_Using the information_.
#1 Using the plot summary, decide whether each statement agrees with it: (a) Johnny and Leslie share a cab into town after the derailment; (b) Ivy Miller is Rosemary's mother; (c) on seeing the portrait, Johnny immediately names the artist. For each, answer yes or no and quote the words of the plot summary that decide it.
#2 According to the plot summary, why do Dr. Ross and her nurse take no action even though they suspect something unusual in the mansion? Answer in one to three sentences.

_Extract_.
________________________________________
Johnny and Leslie spend time together and, just as he begins asking her if she knows Rosemary, train cars ahead of them derail. Johnny assists the doctor as she cares for the injured. Afterwards, they share a cab into town.

The next day, as the doctor settles into her practice, Johnny drives up the high hill to Rosemary's house. He meets the old and disabled homeowner, Rosemary's mother, and her assistant, Ivy Miller. Mrs. Blake and Miller say that Rosemary is away, but will return soon, and Mrs. Blake invites him to stay. The next day, Mrs. Blake shows Johnny a portrait of Rosemary. From the style in which the painting is done, Johnny believes he knows the artist but cannot remember his name.

After days of Rosemary not showing up, and no satisfactory answers forthcoming from either Mrs. Blake or Miller, who seems nervous about the situation, Johnny leaves for San Francisco. He recalled the artist's name and that he had worked with him in the city before the war. Meanwhile, Miller attempts to divulge to Dr. Ross what is happening, but her nervousness stops her. Dr. Ross and her nurse suspect something unusual is happening in the mansion, but because Mrs. Blake was dismissive of the doctor during an initial consultation on her first day in town, they take no action.

After discovering what Miller tried to do, Mrs. Blake gives her an overdose of medicine to kill her. Moments later, Dr. Ross shows up at the home to see how Miller is doing, and then Johnny appears too. He found out that the painting is a ‘fantasy’ of what Mrs. Blake pictured as a perfect daughter. She admits to the ruse, explaining that she could not have children but always wanted a daughter so she could be loved. She wrote the letters to Johnny. She asks for forgiveness and the couple announce that they will get married. Mrs. Blake suggests they share a celebratory drink. Johnny insists Miller should join them and runs upstairs to get her. He finds her unconscious; Dr. Ross can do nothing to revive her.
________________________________________
_Given records_.
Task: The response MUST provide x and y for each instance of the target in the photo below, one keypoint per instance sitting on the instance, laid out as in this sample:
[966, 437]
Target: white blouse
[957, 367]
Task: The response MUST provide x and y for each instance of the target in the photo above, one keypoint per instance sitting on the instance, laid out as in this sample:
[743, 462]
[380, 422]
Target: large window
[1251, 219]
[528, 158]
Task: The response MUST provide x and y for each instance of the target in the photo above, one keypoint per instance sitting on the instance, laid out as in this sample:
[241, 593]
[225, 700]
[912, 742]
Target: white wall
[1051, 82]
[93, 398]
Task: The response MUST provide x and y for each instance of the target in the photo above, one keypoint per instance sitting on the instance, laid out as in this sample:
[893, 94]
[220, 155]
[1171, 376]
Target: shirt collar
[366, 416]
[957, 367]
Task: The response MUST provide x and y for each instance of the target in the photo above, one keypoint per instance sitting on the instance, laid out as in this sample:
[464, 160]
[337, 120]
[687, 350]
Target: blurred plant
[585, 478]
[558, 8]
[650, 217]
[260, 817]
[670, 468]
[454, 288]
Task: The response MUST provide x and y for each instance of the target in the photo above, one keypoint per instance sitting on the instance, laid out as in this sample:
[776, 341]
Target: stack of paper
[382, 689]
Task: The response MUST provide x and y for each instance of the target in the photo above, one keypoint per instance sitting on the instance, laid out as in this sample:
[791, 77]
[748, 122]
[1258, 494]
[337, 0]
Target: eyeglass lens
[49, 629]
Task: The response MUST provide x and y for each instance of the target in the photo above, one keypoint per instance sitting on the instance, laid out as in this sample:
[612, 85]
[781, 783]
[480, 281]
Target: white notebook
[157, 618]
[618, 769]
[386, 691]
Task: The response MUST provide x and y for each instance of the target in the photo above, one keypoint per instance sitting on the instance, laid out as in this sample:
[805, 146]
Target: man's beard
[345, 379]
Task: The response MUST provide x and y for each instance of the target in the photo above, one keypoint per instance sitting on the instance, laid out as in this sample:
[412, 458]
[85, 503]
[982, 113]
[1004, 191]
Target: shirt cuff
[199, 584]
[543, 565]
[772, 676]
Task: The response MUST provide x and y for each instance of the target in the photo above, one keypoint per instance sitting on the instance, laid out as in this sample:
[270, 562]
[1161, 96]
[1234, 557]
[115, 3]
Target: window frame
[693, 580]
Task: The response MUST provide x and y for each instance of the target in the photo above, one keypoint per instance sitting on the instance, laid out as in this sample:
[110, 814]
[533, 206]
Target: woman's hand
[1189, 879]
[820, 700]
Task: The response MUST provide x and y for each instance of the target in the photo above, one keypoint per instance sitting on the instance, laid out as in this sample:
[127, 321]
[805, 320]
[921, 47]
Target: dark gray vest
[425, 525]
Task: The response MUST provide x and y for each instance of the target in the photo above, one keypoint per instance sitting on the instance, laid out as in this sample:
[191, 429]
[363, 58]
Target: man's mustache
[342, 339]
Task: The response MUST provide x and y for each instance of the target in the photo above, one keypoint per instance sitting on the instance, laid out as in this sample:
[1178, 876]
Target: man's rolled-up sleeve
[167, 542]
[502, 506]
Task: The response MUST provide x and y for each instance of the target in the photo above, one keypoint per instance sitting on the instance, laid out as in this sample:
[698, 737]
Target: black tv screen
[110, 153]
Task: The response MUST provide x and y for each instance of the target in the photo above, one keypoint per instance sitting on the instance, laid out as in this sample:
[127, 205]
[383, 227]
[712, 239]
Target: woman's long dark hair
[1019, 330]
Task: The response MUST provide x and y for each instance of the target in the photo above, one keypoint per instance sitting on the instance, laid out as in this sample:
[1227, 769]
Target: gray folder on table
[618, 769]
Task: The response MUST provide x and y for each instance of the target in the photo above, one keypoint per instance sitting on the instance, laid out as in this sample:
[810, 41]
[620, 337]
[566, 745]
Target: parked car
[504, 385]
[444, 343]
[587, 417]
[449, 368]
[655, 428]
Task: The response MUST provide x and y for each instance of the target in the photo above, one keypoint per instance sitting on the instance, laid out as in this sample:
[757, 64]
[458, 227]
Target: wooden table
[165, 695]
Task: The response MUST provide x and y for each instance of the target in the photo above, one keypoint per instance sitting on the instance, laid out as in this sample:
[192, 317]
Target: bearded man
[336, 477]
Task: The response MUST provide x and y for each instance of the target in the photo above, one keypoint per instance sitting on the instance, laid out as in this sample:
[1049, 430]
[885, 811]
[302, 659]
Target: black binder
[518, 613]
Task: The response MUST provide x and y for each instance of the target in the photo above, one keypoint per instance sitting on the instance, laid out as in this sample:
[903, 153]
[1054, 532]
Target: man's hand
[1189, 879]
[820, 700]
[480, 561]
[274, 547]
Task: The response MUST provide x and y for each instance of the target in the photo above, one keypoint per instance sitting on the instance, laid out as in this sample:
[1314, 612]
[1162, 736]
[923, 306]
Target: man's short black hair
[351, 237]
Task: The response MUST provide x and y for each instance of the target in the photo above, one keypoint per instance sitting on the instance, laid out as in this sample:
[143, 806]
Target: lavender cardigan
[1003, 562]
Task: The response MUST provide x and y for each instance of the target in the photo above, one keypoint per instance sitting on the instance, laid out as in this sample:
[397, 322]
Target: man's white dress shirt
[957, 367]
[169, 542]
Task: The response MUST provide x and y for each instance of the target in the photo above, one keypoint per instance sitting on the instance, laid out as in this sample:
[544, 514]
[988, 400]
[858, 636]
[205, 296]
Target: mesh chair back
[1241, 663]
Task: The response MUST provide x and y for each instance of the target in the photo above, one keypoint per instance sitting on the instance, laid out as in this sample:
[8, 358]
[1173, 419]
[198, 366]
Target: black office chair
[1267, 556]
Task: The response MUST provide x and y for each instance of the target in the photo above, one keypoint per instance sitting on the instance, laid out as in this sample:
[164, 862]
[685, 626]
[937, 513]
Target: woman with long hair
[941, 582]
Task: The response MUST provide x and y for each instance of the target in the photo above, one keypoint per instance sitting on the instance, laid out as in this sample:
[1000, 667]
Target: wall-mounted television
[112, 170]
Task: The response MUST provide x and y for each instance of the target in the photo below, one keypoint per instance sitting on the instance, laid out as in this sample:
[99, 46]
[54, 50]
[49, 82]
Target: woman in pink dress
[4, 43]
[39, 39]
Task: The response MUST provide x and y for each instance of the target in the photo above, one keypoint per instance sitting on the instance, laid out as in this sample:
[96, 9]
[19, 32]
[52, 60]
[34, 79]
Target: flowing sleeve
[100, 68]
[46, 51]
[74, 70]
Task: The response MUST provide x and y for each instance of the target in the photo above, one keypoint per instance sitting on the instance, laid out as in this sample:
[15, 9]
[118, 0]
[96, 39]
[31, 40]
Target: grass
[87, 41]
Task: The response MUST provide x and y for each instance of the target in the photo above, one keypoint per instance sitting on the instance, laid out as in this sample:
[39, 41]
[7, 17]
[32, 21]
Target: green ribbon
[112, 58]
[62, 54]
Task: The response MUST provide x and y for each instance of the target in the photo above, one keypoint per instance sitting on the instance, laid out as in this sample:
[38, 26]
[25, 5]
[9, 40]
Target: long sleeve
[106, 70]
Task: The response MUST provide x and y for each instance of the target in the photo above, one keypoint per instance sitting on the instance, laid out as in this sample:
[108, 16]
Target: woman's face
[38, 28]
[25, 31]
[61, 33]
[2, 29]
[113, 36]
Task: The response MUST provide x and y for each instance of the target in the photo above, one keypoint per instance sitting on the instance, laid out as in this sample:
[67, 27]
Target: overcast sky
________________________________________
_Replies_.
#1
(a) Yes: "Afterwards, they share a cab into town."
(b) No: "He meets the old and disabled homeowner, Rosemary's mother, and her assistant, Ivy Miller."
(c) No: "Johnny believes he knows the artist but cannot remember his name."

#2 They take no action because Mrs. Blake was dismissive of the doctor during an initial consultation on her first day in town.